**PROBLEM TO WORK ON**
Exactly the lines below from the one with "Target: yellow stucco building" up to and including the one with "the car license" make up the answer, with nothing else added.

^^^^^^^^

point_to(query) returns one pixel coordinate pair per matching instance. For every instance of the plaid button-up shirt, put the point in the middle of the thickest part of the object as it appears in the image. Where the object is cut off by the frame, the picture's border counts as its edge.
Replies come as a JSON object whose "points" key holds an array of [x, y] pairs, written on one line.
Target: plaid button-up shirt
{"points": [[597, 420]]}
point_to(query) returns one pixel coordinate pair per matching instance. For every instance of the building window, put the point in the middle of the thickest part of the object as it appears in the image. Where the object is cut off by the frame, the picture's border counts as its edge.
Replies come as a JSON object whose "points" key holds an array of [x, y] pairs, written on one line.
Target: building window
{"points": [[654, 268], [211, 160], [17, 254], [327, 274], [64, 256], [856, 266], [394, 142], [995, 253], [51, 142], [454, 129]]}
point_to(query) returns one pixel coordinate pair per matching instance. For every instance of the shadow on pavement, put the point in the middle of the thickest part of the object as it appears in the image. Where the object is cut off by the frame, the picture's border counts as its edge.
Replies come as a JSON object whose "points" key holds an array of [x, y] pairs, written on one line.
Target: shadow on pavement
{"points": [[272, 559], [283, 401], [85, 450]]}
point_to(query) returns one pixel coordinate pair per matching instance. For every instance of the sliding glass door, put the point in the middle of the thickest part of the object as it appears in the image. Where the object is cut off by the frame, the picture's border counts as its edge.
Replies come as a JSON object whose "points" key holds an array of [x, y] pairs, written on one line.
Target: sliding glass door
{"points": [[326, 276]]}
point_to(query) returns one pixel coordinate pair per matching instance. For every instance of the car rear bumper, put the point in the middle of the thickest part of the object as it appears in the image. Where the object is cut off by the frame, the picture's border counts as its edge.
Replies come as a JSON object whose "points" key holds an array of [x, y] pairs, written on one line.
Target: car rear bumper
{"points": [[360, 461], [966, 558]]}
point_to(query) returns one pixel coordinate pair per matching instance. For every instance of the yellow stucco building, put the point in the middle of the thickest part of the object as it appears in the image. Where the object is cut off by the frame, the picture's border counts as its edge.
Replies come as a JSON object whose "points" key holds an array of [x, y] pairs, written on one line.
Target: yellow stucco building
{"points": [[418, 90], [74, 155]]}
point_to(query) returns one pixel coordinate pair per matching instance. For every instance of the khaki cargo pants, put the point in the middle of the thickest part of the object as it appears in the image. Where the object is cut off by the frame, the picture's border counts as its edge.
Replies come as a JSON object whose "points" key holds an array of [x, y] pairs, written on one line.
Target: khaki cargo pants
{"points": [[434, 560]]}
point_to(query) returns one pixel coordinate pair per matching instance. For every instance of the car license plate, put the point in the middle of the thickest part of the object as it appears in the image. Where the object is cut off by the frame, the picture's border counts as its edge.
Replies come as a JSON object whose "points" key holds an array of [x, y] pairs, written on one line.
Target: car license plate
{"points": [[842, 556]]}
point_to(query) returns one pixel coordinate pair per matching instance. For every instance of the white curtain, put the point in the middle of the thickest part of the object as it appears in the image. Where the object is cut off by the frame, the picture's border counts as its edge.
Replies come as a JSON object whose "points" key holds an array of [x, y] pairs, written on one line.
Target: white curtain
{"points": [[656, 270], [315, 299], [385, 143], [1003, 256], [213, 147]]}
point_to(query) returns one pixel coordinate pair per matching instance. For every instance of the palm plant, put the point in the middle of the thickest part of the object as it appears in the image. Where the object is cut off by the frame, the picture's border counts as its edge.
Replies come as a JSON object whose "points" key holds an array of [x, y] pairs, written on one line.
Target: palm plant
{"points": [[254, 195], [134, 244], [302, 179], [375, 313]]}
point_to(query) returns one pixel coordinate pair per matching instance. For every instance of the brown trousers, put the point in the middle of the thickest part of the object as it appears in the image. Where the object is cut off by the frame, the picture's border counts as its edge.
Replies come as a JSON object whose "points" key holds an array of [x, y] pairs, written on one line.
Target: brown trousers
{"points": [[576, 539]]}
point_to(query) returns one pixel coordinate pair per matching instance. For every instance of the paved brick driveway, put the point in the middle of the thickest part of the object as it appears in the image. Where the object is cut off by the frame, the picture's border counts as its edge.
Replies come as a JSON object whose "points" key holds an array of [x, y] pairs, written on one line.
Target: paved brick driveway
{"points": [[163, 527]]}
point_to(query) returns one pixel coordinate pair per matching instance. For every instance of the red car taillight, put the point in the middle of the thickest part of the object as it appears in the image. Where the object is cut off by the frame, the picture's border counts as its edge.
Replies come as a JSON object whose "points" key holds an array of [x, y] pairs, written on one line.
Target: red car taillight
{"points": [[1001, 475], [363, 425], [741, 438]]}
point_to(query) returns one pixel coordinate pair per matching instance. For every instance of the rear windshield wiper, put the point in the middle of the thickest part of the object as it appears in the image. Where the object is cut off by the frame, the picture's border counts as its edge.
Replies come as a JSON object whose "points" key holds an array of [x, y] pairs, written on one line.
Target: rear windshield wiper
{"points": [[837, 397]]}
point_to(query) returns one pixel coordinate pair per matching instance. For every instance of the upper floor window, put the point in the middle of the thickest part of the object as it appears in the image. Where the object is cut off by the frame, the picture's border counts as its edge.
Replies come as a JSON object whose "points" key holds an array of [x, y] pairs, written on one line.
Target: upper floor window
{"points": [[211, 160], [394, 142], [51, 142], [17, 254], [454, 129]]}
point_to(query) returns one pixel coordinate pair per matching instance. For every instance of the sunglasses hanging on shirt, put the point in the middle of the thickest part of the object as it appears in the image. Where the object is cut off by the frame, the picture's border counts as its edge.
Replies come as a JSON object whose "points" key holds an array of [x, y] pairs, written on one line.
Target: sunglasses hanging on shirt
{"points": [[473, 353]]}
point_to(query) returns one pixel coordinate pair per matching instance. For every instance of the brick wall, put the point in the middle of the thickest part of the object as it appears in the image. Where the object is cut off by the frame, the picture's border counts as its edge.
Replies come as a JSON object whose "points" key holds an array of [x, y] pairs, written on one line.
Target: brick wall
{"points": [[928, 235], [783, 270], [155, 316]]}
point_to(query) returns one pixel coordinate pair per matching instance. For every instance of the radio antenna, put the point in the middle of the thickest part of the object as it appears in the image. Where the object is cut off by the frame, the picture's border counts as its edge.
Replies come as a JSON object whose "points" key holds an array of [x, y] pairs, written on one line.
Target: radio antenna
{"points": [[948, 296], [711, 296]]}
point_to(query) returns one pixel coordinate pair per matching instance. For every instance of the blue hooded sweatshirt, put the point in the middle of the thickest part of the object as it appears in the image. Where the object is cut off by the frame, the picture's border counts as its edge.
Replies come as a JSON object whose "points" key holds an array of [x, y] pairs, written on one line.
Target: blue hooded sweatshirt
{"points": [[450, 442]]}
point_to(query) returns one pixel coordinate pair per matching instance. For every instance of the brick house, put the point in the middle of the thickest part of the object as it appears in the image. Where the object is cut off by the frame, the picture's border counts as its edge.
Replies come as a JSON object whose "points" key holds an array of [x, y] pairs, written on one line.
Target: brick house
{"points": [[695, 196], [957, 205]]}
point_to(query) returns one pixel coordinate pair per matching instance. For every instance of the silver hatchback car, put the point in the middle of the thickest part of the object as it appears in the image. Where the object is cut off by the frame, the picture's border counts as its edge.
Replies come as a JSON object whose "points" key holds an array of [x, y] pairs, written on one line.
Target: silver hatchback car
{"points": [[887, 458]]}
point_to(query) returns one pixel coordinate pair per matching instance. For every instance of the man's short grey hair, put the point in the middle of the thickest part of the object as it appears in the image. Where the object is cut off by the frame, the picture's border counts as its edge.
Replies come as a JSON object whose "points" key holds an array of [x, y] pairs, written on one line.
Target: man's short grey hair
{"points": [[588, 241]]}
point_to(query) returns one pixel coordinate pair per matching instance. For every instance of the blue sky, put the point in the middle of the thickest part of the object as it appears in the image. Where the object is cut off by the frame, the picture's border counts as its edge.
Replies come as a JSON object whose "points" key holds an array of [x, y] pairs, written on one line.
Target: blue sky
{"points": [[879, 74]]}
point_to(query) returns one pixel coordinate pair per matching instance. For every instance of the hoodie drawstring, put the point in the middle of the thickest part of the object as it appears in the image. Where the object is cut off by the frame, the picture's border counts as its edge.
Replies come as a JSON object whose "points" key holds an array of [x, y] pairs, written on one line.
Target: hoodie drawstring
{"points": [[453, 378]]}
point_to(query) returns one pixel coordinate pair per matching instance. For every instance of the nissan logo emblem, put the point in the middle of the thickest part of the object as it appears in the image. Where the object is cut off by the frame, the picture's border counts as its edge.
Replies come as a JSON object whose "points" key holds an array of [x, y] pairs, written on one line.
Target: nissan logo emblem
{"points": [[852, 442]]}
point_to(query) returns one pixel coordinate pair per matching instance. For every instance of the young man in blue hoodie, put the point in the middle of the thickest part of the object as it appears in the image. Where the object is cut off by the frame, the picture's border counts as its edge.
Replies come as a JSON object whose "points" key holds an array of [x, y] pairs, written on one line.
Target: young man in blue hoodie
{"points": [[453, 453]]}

^^^^^^^^

**RESPONSE TO THE EXERCISE**
Target: yellow stucco building
{"points": [[418, 90], [74, 155]]}
point_to(query) returns one pixel coordinate pair per matching instance. For every instance of the khaki cargo pants, put the point in the middle of the thickest part of the object as it appears in the image. Where the object is cut off by the frame, the picture's border counts as its edge.
Replies come as a JSON object whose "points" key holds an array of [x, y] pairs, written on one line.
Target: khaki cargo pants
{"points": [[434, 560]]}
point_to(query) returns one pixel coordinate pair per matching instance. For every instance of the car license plate, put the point in the middle of the thickest part of the object as it appears in the image. Where the object is cut off by the frame, the picture's border counts as its edge.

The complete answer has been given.